(AIM OF THE EXERCISE) All of the data must be printed exactly; please include every line.

---- RECORDS SHOWN

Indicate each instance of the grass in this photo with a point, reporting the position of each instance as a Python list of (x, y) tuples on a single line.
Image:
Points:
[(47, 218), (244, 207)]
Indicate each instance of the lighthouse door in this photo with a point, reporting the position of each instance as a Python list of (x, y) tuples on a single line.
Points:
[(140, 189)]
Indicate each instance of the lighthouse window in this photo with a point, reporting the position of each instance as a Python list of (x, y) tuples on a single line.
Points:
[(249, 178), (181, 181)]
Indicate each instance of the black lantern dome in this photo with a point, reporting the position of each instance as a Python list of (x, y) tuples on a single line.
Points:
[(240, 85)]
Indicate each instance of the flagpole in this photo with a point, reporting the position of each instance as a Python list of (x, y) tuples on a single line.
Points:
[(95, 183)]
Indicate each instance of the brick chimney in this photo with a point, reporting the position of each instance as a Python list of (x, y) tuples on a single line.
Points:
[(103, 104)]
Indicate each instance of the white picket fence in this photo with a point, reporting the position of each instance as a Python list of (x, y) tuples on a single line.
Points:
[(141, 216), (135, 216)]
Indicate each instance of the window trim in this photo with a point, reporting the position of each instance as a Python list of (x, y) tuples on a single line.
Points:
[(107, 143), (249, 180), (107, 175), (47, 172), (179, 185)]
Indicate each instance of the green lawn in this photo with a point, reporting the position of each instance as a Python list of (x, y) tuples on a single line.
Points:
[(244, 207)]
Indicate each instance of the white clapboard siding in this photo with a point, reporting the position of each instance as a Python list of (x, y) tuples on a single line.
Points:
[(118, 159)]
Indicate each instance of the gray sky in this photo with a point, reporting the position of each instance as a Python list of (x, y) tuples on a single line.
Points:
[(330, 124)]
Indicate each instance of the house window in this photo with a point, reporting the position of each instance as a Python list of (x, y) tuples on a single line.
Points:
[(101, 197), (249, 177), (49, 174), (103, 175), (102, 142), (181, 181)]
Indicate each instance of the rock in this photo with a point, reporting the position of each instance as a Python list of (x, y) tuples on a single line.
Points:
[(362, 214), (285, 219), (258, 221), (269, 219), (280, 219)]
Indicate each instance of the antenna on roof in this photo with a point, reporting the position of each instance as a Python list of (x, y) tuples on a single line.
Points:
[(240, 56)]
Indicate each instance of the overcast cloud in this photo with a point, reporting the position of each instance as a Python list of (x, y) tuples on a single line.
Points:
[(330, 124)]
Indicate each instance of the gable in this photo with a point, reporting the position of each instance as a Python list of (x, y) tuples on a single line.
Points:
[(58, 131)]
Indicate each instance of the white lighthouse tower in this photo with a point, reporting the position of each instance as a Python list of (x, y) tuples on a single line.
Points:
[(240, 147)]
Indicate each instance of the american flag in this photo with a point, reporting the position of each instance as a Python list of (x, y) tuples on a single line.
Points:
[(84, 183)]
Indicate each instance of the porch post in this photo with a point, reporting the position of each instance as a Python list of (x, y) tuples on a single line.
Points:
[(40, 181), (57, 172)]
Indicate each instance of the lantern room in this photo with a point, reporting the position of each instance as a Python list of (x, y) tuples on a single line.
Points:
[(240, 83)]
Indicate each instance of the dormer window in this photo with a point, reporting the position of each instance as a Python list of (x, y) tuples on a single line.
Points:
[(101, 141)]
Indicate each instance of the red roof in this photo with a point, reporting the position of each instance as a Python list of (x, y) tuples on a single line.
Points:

--------

(SOLUTION TO THE PROBLEM)
Indicate each instance of the grass in this photo with a point, reporting the position of each instance as a Python list of (x, y) tuples on a single line.
Image:
Points:
[(47, 218), (244, 207)]
Indicate each instance of the lighthouse door in this photo with a point, reporting the position of each instance as a Python list of (x, y) tuples on a single line.
Points:
[(140, 189)]
Indicate each instance of the lighthouse window in this photo with a point, reporting the position of each instance as a Python list of (x, y) tuples on a single line.
Points:
[(249, 178), (181, 181)]
Indicate each instance of the black lantern dome in this photo with a point, reporting the position of each instance as a Python list of (x, y) tuples on a single line.
Points:
[(240, 85)]
Indicate each instance of the flagpole in this photo with a point, reporting the position of each instance as a Python list of (x, y) tuples on a single line.
Points:
[(95, 183)]
Indicate each instance of the brick chimney in this photo with a point, reporting the position of each instance as a Python list of (x, y) tuples on a single line.
Points:
[(103, 104)]
Indicate each instance of the white picket fence in this photo with a point, reporting the position of each instance as a Python list of (x, y) tuples on a single line.
Points:
[(141, 216), (135, 216)]
Indicate each instance of the window trim in this photo with a point, reporting the position of each instance as a Python list of (x, y) tuples on a single line.
Points:
[(107, 143), (249, 180), (107, 175), (47, 172), (179, 185)]
Indicate each instance of the green lawn in this photo with a point, reporting the position of each instance as a Python list of (x, y) tuples on a single line.
Points:
[(244, 207)]
Indicate each instance of the white clapboard siding in this photo with a point, reporting the position of each instance as a Python list of (x, y) tuples on a single line.
Points:
[(118, 159)]
Indicate each instance of the gray sky in this photo with a point, reporting the position of each instance as a Python list of (x, y) tuples on a single line.
Points:
[(330, 124)]
Indicate each instance of the house window in this photo with a point, reporting the position of each instance as a Python list of (x, y) tuples on a single line.
Points:
[(101, 197), (249, 177), (49, 174), (103, 175), (102, 142), (181, 181)]
Indicate each instance of the rock in this photo with a point, reporting the position of each instance as a Python list of (x, y) tuples on a single line.
Points:
[(362, 214), (285, 219), (258, 221), (269, 219), (280, 219)]
Indicate each instance of the antenna on roof in this photo with a point, reporting the position of each instance as a Python list of (x, y) tuples on a single line.
Points:
[(240, 56)]
Indicate each instance of the overcast cloud in this photo with a point, reporting the position of each instance as a Python list of (x, y) tuples on a single line.
Points:
[(330, 124)]
Indicate each instance of the gable in this photo with a point, reporting the position of each instance as a Python list of (x, y) tuples on a single line.
Points:
[(58, 131)]
Indicate each instance of the white lighthouse tower in this photo with a point, reporting the position of each instance as a Python list of (x, y) tuples on a single line.
Points:
[(240, 147)]
Indicate each instance of the american flag in this photo with a point, reporting the position of each instance as a Python list of (x, y) tuples on a single line.
Points:
[(84, 183)]
Indicate each instance of the porch post in this photo with a point, reporting the position of each instance as a Python list of (x, y) tuples on a single line.
Points:
[(40, 181), (57, 172)]
Indicate each instance of the lantern room in this photo with a point, reporting the position of each instance as a Python list of (x, y) tuples on a single line.
Points:
[(240, 83)]
Indicate each instance of the dormer window in this photo with a point, reporting the position of each instance as a Python list of (x, y) tuples on a single line.
Points:
[(101, 141)]
Indicate each instance of the red roof in this photo with a point, reporting the position of each instance as a Python list of (x, y) tuples on a single line.
Points:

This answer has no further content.